TEXT EXTRACT
....

Lindsey CC Education Committee
Goxhill County School
(Formerly Goxhill Wesleyan Day School)
Barrow-on-Humber. Lincolnshire.

Headmaster AJ Regan DipEd M.Ed
31st March 1974

When this school was erected by the Goxhill Methodists in 1855 its total cost was £866, towards which grants of £395 were received (and no doubt they raised the rest themselves).

The school as seen from the road has much the same appearance as at that time and though some alterations and improvements have taken place since then the main accommodation would still be easily recognised by the pupils of that time could they see it now.

Some important changes in its status can be noted, but unfortunately we have no Log Book existing before 1892 (If anyone ever finds it, we will be very grateful).A very major change was when Lindsey County Council, then a brand new local authority, became largely responsible for the upkeep of the school on March 26th 1903. It was also at this time that school pence ceased to be collected from the children.In July 1937 the Methodist Church handed over the school to Lindsey Co Council and from that date it has been wholly a Council School (though the buildings still belong to the Methodist Church).

....

WHAT IS ASKED
A) According to the Goxhill school history, what was the total cost of erecting the school?
B) Repeat the passage of the Goxhill school history starting with "Lindsey CC Education" and going on through "the rest themselves).".
C) Proceed with the Goxhill school history from its last sentence onward.
The entries after this point are separate material and not part of the Goxhill school history.

....

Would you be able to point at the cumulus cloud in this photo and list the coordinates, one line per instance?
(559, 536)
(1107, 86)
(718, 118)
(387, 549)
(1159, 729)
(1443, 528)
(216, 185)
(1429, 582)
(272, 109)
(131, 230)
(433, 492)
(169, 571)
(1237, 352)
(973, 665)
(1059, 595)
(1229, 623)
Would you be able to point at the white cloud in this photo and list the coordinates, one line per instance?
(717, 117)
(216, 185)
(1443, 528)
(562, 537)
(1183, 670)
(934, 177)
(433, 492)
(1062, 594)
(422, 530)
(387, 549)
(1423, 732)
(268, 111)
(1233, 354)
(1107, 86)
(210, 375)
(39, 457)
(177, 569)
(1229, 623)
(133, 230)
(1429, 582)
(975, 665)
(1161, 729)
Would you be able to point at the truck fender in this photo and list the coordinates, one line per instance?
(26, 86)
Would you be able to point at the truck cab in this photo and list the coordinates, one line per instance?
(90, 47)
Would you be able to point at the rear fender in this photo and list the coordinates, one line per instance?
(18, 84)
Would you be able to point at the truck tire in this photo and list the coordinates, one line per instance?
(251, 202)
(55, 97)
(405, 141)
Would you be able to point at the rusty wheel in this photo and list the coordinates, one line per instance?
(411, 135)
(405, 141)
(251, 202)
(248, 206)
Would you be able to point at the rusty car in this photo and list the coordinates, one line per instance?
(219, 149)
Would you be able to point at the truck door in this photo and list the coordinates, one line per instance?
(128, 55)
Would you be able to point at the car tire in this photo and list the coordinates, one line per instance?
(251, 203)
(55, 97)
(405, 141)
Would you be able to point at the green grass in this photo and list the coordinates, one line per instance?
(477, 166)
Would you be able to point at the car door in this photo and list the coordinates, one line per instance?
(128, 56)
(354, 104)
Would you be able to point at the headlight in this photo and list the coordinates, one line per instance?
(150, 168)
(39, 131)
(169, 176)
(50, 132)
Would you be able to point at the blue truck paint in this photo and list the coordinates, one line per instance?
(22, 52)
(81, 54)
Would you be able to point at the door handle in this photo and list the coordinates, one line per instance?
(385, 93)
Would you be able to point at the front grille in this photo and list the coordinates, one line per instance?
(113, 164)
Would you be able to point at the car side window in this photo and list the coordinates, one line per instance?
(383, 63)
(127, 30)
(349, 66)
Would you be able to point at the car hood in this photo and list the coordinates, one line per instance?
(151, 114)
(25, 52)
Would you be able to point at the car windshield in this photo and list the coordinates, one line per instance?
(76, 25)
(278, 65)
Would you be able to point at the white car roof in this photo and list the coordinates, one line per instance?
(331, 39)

....

ANSWERS PROVIDED
A) £866

B)
Lindsey CC Education Committee
Goxhill County School
(Formerly Goxhill Wesleyan Day School)
Barrow-on-Humber. Lincolnshire.

Headmaster AJ Regan DipEd M.Ed
31st March 1974

When this school was erected by the Goxhill Methodists in 1855 its total cost was £866, towards which grants of £395 were received (and no doubt they raised the rest themselves).

C)
When the children return to school on Monday morning, April 1st 1974 yet another change will have taken place, for the school will then be administered by the Education Committee of another quite new authority, the Humberside County Council.So, a connection of some 71 years (and a few days) with Lindsey County Council will come to an end. This will not be without some regret in losing contact with colleagues we have long known who are now ‘South of the Border’, but we shall hope and work to build up equally good relationships with our new colleagues on both sides of the river. From the children’s and parents’ point of view there is unlikely to be any noticeable effect from this because after all it will take the new Authority a little time to work itself in, but in due course it may be interesting to see what will develop from this transfer of authority.

Yours sincerely,
AJ Regan.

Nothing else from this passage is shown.